### Data records:
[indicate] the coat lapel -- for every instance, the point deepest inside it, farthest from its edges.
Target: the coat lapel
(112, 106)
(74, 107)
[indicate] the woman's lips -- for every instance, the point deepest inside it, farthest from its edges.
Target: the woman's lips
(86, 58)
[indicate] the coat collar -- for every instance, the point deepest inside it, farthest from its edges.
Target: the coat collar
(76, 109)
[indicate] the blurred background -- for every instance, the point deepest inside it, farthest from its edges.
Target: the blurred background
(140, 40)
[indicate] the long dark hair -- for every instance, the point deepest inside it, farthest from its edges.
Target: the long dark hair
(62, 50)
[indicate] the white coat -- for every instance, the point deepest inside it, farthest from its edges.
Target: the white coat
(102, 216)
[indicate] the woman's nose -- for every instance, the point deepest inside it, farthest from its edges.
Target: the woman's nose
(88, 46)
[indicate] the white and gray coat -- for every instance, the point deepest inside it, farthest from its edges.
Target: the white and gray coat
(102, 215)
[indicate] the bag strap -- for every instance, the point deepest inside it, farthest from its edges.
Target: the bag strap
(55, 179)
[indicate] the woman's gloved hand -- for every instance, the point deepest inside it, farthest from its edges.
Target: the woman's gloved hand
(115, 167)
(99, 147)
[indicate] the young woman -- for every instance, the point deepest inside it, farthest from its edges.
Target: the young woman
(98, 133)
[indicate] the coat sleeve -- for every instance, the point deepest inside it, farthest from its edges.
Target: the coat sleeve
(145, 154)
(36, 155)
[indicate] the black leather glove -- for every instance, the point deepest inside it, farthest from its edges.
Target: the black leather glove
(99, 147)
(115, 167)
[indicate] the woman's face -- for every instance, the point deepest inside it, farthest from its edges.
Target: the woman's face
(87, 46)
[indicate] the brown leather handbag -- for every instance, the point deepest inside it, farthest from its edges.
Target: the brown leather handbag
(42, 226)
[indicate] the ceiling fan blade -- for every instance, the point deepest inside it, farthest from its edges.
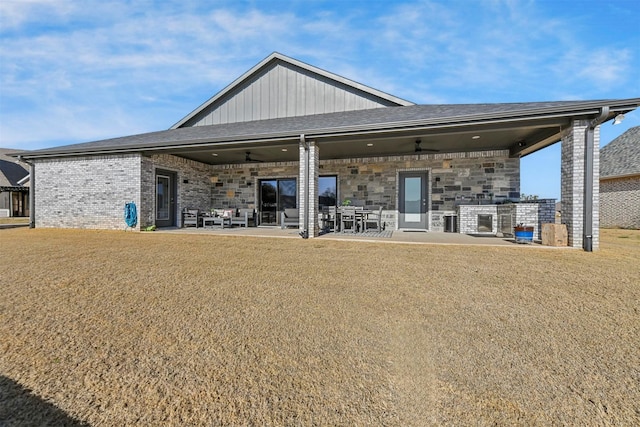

### Required work:
For this task, give the full listing again verbatim and keep out every picture.

### Final answer:
[indicate] the coat lapel -- for every instance, the point deepest inside it, farthest from its edges.
Target: the coat lapel
(112, 106)
(74, 107)
[indicate] the woman's lips -- for every instance, the point deepest inside it, farthest from its edges.
Target: the woman's lips
(86, 58)
[indicate] the coat collar -- for every instance, the point deepest inside it, farthest from its edges.
Target: the coat collar
(76, 109)
[indicate] the blurred background -- for every instance, the point deepest inside it, farthest from its edges.
Target: the blurred background
(140, 40)
[indicate] the long dark hair -- for every instance, the point deepest inside it, farthest from its edges.
Target: the long dark hair
(62, 50)
[indicate] the white coat -- for every instance, the point deepest inside it, farthest from its edges.
Target: the white coat
(102, 216)
[indicate] the woman's nose -- for every instance, the point deepest inside it, farthest from its edges.
Target: the woman's nose
(88, 46)
[indicate] the white and gray coat -- for every instance, the point deepest inside it, farthest from its edges.
Target: the white and gray coat
(102, 215)
[indicate] the bag strap -- for every instance, the point deepest inside it, farthest from its edges.
Target: the bag strap
(55, 179)
[indicate] the woman's gloved hand -- for every instance, the point deepest inside it, farthest from its edges.
Target: the woman's gloved hand
(115, 167)
(99, 147)
[indicate] the young woman -- for every instance, the point deepest inside it, farthest from its edges.
Target: the young woman
(98, 133)
[indicate] the coat sleeve -- for every instance, the point deepest inside it, farthest from its edges.
Target: the coat sleeve
(145, 154)
(36, 155)
[indicate] the black leather glove -- for every instance, the point deepest inside it, farthest from its edges.
Target: the black leather glove
(99, 147)
(115, 167)
[indicate] the woman's face -- for every instance, the point deepest inside it, farthest from its edges.
Target: the woman's face
(87, 46)
[indicate] the brown leather handbag -- for every instance, the point deepest inside it, farthest from its edges.
Target: the brown leather handbag
(42, 226)
[indicate] the ceiling fan blade -- for every instance, the point deepest inside it, farthest from its edges.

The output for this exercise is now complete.